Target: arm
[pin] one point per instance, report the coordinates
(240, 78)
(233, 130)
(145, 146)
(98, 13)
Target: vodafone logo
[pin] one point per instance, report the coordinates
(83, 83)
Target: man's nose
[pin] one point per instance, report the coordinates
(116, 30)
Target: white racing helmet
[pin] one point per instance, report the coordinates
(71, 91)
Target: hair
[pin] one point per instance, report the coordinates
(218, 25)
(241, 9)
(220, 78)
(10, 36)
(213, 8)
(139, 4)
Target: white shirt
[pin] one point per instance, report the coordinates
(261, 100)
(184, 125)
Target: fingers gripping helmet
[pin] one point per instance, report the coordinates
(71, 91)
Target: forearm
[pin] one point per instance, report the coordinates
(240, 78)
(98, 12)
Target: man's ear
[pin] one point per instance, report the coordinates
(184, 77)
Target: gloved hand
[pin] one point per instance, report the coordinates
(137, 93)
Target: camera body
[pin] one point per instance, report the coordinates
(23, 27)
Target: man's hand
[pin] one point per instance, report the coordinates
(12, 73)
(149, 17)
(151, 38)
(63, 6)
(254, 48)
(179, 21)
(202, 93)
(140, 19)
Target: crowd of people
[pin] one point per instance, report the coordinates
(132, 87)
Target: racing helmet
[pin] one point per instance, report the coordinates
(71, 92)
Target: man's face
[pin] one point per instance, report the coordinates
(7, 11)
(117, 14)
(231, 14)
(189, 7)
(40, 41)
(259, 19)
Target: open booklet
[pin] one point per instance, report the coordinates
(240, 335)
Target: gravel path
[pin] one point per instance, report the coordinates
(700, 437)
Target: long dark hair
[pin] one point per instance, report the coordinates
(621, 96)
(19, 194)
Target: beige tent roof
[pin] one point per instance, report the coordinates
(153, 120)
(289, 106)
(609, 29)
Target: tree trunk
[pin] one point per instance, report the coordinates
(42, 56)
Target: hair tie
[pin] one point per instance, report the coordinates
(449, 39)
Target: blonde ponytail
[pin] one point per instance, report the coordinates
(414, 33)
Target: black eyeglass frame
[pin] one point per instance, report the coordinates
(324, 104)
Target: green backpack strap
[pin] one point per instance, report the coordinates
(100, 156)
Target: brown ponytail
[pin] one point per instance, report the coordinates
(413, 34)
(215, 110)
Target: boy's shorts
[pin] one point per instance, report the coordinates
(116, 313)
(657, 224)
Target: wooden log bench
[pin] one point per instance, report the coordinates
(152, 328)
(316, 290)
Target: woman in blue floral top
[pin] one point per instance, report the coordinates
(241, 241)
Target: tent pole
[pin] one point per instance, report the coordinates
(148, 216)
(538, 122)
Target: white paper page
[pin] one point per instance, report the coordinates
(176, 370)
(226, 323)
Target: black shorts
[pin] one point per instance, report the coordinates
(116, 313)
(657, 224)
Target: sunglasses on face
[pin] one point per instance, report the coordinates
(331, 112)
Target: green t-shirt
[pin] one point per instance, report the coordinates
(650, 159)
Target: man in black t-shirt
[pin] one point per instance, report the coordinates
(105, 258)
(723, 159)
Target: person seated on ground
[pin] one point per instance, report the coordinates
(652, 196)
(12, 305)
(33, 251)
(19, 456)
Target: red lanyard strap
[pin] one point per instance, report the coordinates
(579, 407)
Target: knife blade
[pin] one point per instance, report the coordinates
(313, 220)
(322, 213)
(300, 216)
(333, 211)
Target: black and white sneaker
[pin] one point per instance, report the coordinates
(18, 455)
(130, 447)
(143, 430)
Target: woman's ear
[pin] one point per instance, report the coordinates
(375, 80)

PROBLEM TO WORK ON: Reproduce the whole listing above line for line, without changing anything.

WRITTEN SOLUTION:
Target: arm
[pin] one point per instance, report the coordinates
(240, 78)
(233, 130)
(145, 146)
(98, 13)
Target: vodafone logo
[pin] one point per instance, report the coordinates
(83, 83)
Target: man's nose
[pin] one point per instance, report the coordinates
(116, 30)
Target: white racing helmet
[pin] one point per instance, report the coordinates
(71, 91)
Target: hair
[pin] one point per instance, report the coordinates
(218, 25)
(241, 9)
(220, 78)
(10, 36)
(213, 8)
(139, 4)
Target: white shirt
[pin] one point per instance, report the coordinates
(261, 100)
(184, 125)
Target: fingers gripping helmet
[pin] one point per instance, report the coordinates
(71, 91)
Target: forearm
[pin] one point per instance, report the coordinates
(240, 78)
(98, 12)
Target: man's ear
[pin] one point per instance, report the coordinates
(184, 77)
Target: gloved hand
[pin] one point per instance, report the coordinates
(137, 93)
Target: camera body
[pin] one point per instance, report the coordinates
(23, 27)
Target: man's hand
[pin] one point per instance, report the coordinates
(12, 73)
(149, 17)
(151, 38)
(63, 6)
(254, 48)
(179, 21)
(202, 93)
(140, 19)
Target: crowd of people
[pin] one point per instance, report the coordinates
(132, 87)
Target: racing helmet
[pin] one point per instance, report the coordinates
(71, 92)
Target: man's face
[pin] one point per instance, report the coordinates
(7, 11)
(117, 14)
(231, 14)
(189, 7)
(40, 41)
(259, 19)
Target: open booklet
[pin] one point per instance, report the coordinates
(240, 335)
Target: gravel path
[pin] one point per instance, report the coordinates
(700, 437)
Target: long dark hair
[pin] one point per instance, report the coordinates
(621, 96)
(19, 194)
Target: beige tent roof
[pin] one point per instance, report the coordinates
(153, 120)
(289, 106)
(609, 29)
Target: tree trunk
[pin] one point per instance, report the coordinates
(42, 56)
Target: hair tie
[pin] one point per instance, report the coordinates
(449, 39)
Target: blonde ponytail
[pin] one point per instance, report the coordinates
(414, 33)
Target: black eyeglass frame
[pin] one point per instance, report the coordinates
(324, 104)
Target: green backpack strap
[pin] one point per instance, report the coordinates
(100, 156)
Target: brown ponytail
[pin] one point per instance, report the coordinates
(413, 34)
(215, 110)
Target: boy's shorts
[pin] one point per instance, report the coordinates
(116, 313)
(657, 224)
Target: wooden log bench
[pin] one point per instance, report the coordinates
(152, 328)
(316, 290)
Target: woman in blue floral top
[pin] one point per instance, report the coordinates
(241, 241)
Target: tent pole
[pin] one point per instance, report the coordinates
(148, 216)
(538, 122)
Target: white paper page
[pin] one point per instance, report the coordinates
(176, 370)
(226, 323)
Target: black shorts
[pin] one point per instance, report the coordinates
(116, 313)
(657, 224)
Target: sunglasses on face
[pin] one point per instance, report the coordinates
(331, 112)
Target: green t-shirt
[pin] one point per instance, report the coordinates
(650, 159)
Target: man in black t-shirt
[pin] one point per instance, report the coordinates
(105, 258)
(723, 159)
Target: person seated on ground
[pin] one point per instance, report the coordinates
(652, 196)
(12, 305)
(33, 251)
(19, 456)
Target: red lanyard strap
[pin] one point per instance, report the coordinates
(579, 407)
Target: knife blade
[pin] one point per instance, report the coordinates
(313, 220)
(322, 213)
(300, 216)
(333, 211)
Target: black and white sneaker
[pin] one point per instance, report the coordinates
(18, 455)
(130, 447)
(143, 430)
Target: woman's ear
[pin] one point per instance, report the coordinates
(375, 80)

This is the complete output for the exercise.